**Given text**
┏━━
They are if your on one.. I know they are pretty good with warranties. Had one in the mid/late 90's. Cracked the frame, they offered same year bike but an ugly ass green. Told them no so they offered the next year model already out. Took it.


----------



## spade2you

I wish my Bianchi were as good as a Trek.


----------



## shokhead

I bet Bianchi wish they sold as many as Trek.


----------



## spade2you

It would seem to be nice, but nothing is without consequence. 

There's a certain appreciation of fine bikes by Bianchi users. Lance didn't ride one and that doesn't bother us in the least.


----------



## shokhead

spade2you said:


> It would seem to be nice, but nothing is without consequence.
> 
> There's a certain appreciation of fine bikes by Bianchi users. Lance didn't ride one and that doesn't bother us in the least.


That is true, very true.


----------



## B05

shokhead said:


> Bianchi is only a 5 year warranty on carbon frames?


BMC has 5 as well w/ crash replacement.

I believe that's fair.


----------



## shokhead

The crash replacement is an optional service from BMC Trading AG (hereinafter: BMC), as a result of which you shall have the one-time opportunity under the following preconditions to have your BMC 
frame replaced with a 40 % discount on the respective valid, official list price.

Guess you have to choose bewteen that or lifetime with another. BMC 40% is nice for a carbon crash.

.


----------



## adjtogo

I'm just glad Bianchi offered me a chance to get a brand new frame and fork for $600. That's a $1900 savings over buying a new one at retail price. The new black/white Infinito frame and fork should be here this week. The new Giant Defy Advanced 1 will be here Wednesday, and I'll pick that up on Thursday afternoon. Looks like I'll be back in the saddle by Friday.


----------



## Kodi Crescent

shokhead said:


> The crash replacement is an optional service from BMC Trading AG (hereinafter: BMC), as a result of which you shall have the one-time opportunity under the following preconditions to have your BMC
> frame replaced with a 40 % discount on the respective valid, official list price.
> 
> Guess you have to choose bewteen that or lifetime with another. BMC 40% is nice for a carbon crash.
> 
> .


That means you have to pay 60% to have it replaced. That's a lousy deal.


----------



## shokhead

Kodi Crescent said:


> That means you have to pay 60% to have it replaced. That's a lousy deal.


Well most don't offer anything for a crash so those would cost you 100%.


----------



## qatarbhoy

shokhead said:


> Well most don't offer anything for a crash so those would cost you 100%.


Especially after five years, with most manufacturers you're SOL long before then even if the frame goes up in flames because of a design defect.


----------



## shokhead

So I think if I have carbon lifetime would be a big deal. BMC would be a decision on only 5 years but a 40% for a crashed frame. After 5 years your sol but on lifetime your 8 year old frame gets replaced with a new frame or a newer frame.


----------



## stickboybike

You need to check the FULL details of a lifetime warranty on carbon frames. The Lifetime is for the original owner only, must have proof of purchase from an authorized dealer and the warranty is non-transferable.
┗━━
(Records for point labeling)
┏━━
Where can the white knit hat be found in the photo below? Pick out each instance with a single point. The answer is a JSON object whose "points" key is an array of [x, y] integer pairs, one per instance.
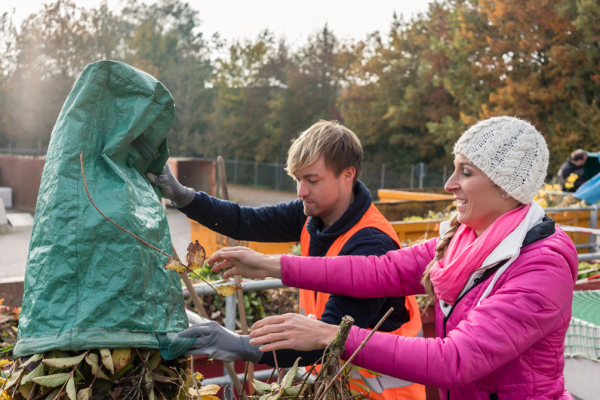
{"points": [[510, 151]]}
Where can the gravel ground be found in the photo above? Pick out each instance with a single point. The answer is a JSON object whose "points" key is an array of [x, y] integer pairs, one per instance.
{"points": [[14, 246]]}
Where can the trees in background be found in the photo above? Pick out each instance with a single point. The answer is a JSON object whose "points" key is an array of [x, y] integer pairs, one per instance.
{"points": [[408, 91]]}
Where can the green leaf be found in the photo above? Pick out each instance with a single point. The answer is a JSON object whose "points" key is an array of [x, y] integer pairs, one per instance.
{"points": [[107, 360], [13, 379], [64, 362], [57, 354], [84, 394], [154, 360], [288, 379], [71, 391], [92, 359], [38, 371], [53, 395], [52, 380], [25, 389], [261, 387], [33, 358]]}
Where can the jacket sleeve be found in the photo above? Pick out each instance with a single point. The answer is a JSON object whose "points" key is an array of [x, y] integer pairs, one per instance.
{"points": [[524, 309], [397, 273], [279, 223], [364, 311]]}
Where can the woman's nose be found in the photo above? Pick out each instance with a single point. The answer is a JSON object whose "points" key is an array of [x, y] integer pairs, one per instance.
{"points": [[452, 183]]}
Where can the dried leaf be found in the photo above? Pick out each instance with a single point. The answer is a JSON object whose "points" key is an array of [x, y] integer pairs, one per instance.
{"points": [[227, 290], [121, 358], [53, 395], [33, 358], [107, 360], [25, 389], [64, 362], [154, 360], [52, 380], [13, 379], [71, 391], [92, 360], [84, 394], [363, 387], [288, 379], [175, 265], [162, 378], [261, 387], [195, 256], [39, 371], [4, 363]]}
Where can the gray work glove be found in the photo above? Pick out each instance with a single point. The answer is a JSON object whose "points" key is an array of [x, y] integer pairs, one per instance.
{"points": [[171, 188], [219, 343]]}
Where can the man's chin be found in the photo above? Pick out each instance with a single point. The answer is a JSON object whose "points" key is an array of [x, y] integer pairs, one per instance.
{"points": [[309, 212]]}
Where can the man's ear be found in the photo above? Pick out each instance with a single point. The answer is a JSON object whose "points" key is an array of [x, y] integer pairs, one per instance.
{"points": [[349, 173]]}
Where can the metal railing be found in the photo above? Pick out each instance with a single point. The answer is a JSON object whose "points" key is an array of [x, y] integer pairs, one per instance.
{"points": [[230, 316]]}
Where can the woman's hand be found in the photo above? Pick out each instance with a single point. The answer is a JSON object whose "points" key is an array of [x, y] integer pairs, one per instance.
{"points": [[292, 331], [245, 262]]}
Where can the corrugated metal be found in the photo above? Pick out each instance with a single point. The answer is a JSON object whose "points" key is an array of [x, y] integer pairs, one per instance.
{"points": [[23, 175]]}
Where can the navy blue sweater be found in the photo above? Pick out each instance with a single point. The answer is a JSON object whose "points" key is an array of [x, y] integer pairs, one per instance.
{"points": [[284, 223]]}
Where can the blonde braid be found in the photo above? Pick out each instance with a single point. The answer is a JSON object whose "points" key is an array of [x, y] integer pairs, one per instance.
{"points": [[440, 252]]}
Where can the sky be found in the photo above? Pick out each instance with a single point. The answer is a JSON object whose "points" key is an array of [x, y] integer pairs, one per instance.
{"points": [[294, 20]]}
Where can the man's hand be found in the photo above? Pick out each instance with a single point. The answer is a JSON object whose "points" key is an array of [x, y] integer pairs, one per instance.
{"points": [[292, 331], [245, 262], [219, 343], [171, 188]]}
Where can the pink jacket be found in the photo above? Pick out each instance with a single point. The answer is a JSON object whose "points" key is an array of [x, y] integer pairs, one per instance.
{"points": [[509, 347]]}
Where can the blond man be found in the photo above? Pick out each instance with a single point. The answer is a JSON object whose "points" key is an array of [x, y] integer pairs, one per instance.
{"points": [[334, 215]]}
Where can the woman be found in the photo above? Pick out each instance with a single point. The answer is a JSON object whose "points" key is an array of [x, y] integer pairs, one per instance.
{"points": [[501, 272]]}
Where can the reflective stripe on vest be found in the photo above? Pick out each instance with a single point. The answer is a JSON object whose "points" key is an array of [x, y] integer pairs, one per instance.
{"points": [[384, 387]]}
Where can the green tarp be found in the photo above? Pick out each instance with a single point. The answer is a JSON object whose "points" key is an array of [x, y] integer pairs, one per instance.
{"points": [[88, 284]]}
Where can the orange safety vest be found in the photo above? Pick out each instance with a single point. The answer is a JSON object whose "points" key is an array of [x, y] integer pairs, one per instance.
{"points": [[381, 387]]}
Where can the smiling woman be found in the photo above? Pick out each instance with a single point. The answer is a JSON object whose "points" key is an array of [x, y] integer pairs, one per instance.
{"points": [[502, 274]]}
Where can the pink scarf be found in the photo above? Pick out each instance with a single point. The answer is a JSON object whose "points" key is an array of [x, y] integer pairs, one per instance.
{"points": [[467, 252]]}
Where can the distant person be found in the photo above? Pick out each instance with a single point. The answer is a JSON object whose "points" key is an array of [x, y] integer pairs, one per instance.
{"points": [[573, 165], [334, 215]]}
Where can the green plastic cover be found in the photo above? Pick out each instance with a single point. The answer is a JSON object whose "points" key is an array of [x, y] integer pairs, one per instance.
{"points": [[88, 284]]}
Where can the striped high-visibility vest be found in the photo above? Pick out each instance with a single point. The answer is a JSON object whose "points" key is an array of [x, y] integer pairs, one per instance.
{"points": [[382, 387]]}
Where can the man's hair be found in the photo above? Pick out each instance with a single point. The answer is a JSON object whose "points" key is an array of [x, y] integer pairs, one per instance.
{"points": [[339, 146], [578, 155]]}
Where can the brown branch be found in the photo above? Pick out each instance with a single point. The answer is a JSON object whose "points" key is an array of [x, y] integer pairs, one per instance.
{"points": [[364, 342], [108, 219]]}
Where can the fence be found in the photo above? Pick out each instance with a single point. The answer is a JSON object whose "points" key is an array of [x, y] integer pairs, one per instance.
{"points": [[273, 176]]}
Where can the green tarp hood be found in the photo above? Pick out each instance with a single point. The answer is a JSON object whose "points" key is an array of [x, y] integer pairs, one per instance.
{"points": [[87, 283]]}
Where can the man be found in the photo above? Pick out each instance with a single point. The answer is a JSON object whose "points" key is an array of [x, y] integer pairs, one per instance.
{"points": [[334, 215], [574, 165]]}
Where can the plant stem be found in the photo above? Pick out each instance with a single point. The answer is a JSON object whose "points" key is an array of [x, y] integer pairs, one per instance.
{"points": [[364, 342]]}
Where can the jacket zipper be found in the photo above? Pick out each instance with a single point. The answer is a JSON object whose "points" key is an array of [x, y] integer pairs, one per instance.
┗━━
**Directions**
(A) Answer these questions about the bike warranty thread:
(i) What discount on the list price does BMC's crash replacement offer?
(ii) How much did adjtogo pay Bianchi for a brand new frame and fork?
(iii) According to stickboybike, who is the lifetime warranty on carbon frames for?
(B) Show every line of the records that contains the string "hand". Case counts.
The forum thread and the records have nothing to do with each other.

**Answers below**
(A)
(i) 40 %.
(ii) $600.
(iii) The original owner only.

(B)
Where can the woman's hand be found in the photo above? Pick out each instance with a single point. The answer is a JSON object whose "points" key is an array of [x, y] integer pairs, one per instance.
Where can the man's hand be found in the photo above? Pick out each instance with a single point. The answer is a JSON object whose "points" key is an array of [x, y] integer pairs, one per instance.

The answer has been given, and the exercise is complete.